*AUFGABEN*
a: Entnimm dem Protokollauszug wortgetreu die Stelle von „Deshalb ist es“ bis „dieser Wahlmöglichkeit kommt.“.
b: Was fordern die Kommunen laut Protokollauszug schon seit Langem?
c: Prüfe, ob die folgenden Aussagen zum Protokollauszug passen, und belege jede Antwort mit einem wörtlichen Zitat: (i) Der Innenminister hat zu dem Thema etwas vorgelegt. (ii) Bei den Koalitionsfraktionen von CDU und FDP ist Bewegung in die Diskussion gekommen. (iii) Die Forderung nach einer rechtssicheren Regelung wurde bereits im September geäußert.

*PROTOKOLLAUSZUG*
•••••

Protokoll der Sitzung vom 27.03.2012

Deshalb brauchen wir für die hessischen Kommunen die Wahlmöglichkeit. Aber wir brauchen bei den wiederkehrenden Straßenbeiträgen auch eine rechtssichere Regelung, um unterschiedliche Finanzierungsmöglichkeiten bei den Straßenausbaukosten zu haben. Die Kommunen

fordern schon seit Langem die Möglichkeit, die Straßenausbaukosten auf mehrere Schultern zu verteilen.

Deshalb ist es durchaus zu begrüßen, dass bei den Koalitionsfraktionen von CDU und FDP endlich Bewegung in die Diskussion gekommen ist. Im letzten Jahr haben wir hier durchaus noch eine andere Diskussion geführt. Wenn ich mir die Pressemitteilungen der FDP angeschaut habe, sahen die noch anders aus.

(Beifall bei dem BÜNDNIS 90/DIE GRÜNEN und der SPD – Zuruf des Abg. Dr. Frank Blech- schmidt (FDP))

Sie können sich gerne einmal anschauen, was ihr Kollege Blum an die Presse weitergegeben hat. Das stand in krassem Gegensatz zu dem. Nicht umsonst haben die Kommunen Angst gehabt, dass es nicht zu dieser Wahlmöglichkeit kommt.

Wir erhoffen uns vor diesem Hintergrund eine interessante Anhörung im Ausschuss. Natürlich werden wir auch den Aspekt der Rechtssicherheit entsprechend begleiten, denn ganz so einfach ist das nicht.

Wir haben aus den Anhörungsunterlagen durchaus Argumente bekommen, dass dies gerade vor dem Hintergrund zu berücksichtigen ist, ob es sich um Beiträge handelt oder nicht vielleicht auch Steuern sein könnten. Das wollen wir im Ausschuss nachfragen. Was wir auf jeden Fall brauchen, das haben wir schon im September gesagt. Wir brauchen eine rechtssichere Regelung für die Kommunen. Es kann nicht sein, dass die Kommunen, wenn sie eine entsprechende Satzung erlassen, hinterher beklagt werden.

(Holger Bellino (CDU): Wir haben das geprüft!)

Wir werden diesen Prozess konstruktiv begleiten. Aber das ändert nichts daran: Vom Innenminister haben wir leider dazu nichts vorgelegt bekommen. – Ich danke Ihnen.

(Beifall bei dem BÜNDNIS 90/DIE GRÜNEN und der SPD)

•••••

*BEREITGESTELLTE DATEN*
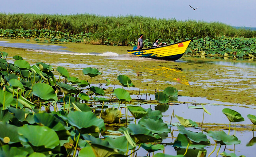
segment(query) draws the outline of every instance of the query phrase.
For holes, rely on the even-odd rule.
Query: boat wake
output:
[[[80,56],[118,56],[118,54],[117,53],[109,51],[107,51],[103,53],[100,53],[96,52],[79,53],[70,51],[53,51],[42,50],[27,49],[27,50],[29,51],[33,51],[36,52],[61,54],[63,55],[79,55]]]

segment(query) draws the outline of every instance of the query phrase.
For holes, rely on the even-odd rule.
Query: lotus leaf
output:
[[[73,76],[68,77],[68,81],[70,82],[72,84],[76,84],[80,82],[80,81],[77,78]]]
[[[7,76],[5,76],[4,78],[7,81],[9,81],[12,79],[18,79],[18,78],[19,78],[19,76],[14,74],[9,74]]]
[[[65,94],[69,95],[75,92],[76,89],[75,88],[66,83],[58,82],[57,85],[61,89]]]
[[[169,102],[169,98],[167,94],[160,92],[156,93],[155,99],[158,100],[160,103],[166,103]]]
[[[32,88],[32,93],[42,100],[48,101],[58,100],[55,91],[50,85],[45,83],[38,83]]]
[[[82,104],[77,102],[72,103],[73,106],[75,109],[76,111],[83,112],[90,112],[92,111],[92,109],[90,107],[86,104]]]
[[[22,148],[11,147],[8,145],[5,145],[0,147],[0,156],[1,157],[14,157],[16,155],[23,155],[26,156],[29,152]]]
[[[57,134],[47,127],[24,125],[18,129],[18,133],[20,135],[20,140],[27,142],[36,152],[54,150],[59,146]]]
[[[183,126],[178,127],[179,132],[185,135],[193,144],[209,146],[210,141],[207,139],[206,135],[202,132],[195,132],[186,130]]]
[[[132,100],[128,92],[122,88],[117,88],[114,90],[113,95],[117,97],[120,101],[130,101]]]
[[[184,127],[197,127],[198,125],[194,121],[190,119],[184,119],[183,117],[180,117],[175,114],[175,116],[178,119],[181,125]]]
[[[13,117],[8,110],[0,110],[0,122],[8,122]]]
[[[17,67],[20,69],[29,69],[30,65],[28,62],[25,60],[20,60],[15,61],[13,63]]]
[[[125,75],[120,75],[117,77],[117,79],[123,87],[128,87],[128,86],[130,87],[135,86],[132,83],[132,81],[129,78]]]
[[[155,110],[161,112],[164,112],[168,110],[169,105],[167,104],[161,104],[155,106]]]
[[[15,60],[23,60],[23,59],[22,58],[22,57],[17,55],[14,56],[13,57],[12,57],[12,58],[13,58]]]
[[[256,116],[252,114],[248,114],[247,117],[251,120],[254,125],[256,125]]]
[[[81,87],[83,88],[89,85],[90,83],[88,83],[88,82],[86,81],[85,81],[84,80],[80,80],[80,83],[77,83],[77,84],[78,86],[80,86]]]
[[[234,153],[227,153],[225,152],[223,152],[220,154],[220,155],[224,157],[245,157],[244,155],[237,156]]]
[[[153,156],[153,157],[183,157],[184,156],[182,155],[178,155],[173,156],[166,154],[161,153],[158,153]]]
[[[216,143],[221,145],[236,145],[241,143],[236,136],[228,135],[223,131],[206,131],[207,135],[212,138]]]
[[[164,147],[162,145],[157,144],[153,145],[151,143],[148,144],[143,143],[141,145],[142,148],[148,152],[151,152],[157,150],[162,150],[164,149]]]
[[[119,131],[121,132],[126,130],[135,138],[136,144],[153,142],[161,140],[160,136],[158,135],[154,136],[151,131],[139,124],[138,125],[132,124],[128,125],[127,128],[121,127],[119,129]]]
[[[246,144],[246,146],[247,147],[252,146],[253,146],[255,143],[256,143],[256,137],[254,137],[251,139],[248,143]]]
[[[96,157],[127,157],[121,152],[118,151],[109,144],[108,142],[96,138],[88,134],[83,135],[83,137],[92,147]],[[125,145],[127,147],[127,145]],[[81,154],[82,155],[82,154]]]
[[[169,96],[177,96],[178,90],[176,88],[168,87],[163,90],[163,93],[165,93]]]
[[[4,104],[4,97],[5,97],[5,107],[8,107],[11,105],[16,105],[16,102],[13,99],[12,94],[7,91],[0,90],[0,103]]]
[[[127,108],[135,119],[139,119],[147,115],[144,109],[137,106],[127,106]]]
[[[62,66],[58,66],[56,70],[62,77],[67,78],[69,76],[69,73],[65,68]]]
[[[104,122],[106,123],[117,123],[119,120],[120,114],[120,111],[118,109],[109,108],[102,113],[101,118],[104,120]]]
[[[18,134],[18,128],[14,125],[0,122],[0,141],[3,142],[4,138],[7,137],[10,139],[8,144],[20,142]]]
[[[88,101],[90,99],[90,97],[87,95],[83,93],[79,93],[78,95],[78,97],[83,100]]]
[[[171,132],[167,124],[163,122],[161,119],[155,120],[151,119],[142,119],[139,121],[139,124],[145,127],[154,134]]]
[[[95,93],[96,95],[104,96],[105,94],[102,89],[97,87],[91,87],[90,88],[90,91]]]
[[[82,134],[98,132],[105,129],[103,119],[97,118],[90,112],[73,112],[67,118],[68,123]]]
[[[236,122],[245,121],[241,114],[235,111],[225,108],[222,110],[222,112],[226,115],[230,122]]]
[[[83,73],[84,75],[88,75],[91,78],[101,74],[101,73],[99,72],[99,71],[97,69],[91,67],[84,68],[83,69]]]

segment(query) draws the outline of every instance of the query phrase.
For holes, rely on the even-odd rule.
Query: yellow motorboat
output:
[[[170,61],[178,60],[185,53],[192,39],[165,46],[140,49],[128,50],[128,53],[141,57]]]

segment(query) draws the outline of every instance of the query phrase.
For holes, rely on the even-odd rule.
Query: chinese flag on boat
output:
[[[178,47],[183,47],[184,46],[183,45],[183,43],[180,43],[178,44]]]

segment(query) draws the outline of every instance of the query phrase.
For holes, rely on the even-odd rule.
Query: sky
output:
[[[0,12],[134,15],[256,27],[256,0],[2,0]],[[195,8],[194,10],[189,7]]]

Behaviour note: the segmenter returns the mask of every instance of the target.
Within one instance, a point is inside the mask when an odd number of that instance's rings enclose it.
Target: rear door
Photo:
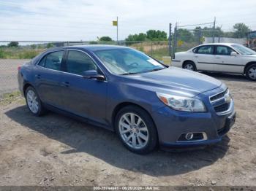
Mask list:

•••••

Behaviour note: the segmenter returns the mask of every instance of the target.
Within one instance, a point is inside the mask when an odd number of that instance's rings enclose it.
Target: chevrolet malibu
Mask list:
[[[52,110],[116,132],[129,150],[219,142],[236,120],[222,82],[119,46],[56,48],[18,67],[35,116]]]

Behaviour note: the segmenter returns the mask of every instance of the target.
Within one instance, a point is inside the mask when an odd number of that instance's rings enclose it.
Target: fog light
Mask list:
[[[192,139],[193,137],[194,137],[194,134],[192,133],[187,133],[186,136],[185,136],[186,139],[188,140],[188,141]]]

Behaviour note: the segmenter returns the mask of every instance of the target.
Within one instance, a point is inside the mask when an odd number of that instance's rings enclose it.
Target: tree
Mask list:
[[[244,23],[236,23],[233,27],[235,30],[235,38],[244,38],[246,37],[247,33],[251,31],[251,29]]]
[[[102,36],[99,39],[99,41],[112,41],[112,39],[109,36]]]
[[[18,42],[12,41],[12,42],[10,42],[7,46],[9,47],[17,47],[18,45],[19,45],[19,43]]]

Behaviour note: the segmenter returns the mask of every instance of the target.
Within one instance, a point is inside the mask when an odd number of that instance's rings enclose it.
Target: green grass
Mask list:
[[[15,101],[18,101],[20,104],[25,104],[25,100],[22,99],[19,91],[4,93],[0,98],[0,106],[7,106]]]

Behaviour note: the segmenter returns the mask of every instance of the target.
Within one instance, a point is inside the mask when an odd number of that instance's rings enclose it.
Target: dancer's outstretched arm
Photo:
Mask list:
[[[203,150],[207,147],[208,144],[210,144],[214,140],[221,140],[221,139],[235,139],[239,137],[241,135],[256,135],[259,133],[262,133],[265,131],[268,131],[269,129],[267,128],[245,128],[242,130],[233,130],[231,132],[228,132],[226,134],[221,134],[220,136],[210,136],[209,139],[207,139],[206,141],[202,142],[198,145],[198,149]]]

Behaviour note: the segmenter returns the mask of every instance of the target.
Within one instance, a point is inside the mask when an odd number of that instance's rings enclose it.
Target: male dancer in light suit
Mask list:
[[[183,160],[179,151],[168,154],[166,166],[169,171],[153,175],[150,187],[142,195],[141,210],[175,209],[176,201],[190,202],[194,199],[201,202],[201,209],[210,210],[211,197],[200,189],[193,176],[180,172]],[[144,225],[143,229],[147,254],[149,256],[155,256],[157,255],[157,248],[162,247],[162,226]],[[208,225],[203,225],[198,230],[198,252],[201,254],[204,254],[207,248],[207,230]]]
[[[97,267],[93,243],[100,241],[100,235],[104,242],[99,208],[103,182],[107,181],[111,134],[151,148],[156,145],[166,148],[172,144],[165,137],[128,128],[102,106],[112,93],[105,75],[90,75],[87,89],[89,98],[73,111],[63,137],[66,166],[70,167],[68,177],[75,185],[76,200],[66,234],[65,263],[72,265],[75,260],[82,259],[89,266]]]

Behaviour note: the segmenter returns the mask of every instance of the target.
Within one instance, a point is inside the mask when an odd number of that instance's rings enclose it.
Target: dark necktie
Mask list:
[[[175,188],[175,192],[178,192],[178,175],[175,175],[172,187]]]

•••••

*LÖSUNGEN*
a:
Deshalb ist es durchaus zu begrüßen, dass bei den Koalitionsfraktionen von CDU und FDP endlich Bewegung in die Diskussion gekommen ist. Im letzten Jahr haben wir hier durchaus noch eine andere Diskussion geführt. Wenn ich mir die Pressemitteilungen der FDP angeschaut habe, sahen die noch anders aus.

(Beifall bei dem BÜNDNIS 90/DIE GRÜNEN und der SPD – Zuruf des Abg. Dr. Frank Blech- schmidt (FDP))

Sie können sich gerne einmal anschauen, was ihr Kollege Blum an die Presse weitergegeben hat. Das stand in krassem Gegensatz zu dem. Nicht umsonst haben die Kommunen Angst gehabt, dass es nicht zu dieser Wahlmöglichkeit kommt.

b: Die Möglichkeit, die Straßenausbaukosten auf mehrere Schultern zu verteilen.

c:
(i) Nein: „Vom Innenminister haben wir leider dazu nichts vorgelegt bekommen.“
(ii) Ja: „dass bei den Koalitionsfraktionen von CDU und FDP endlich Bewegung in die Diskussion gekommen ist“
(iii) Ja: „Was wir auf jeden Fall brauchen, das haben wir schon im September gesagt. Wir brauchen eine rechtssichere Regelung für die Kommunen.“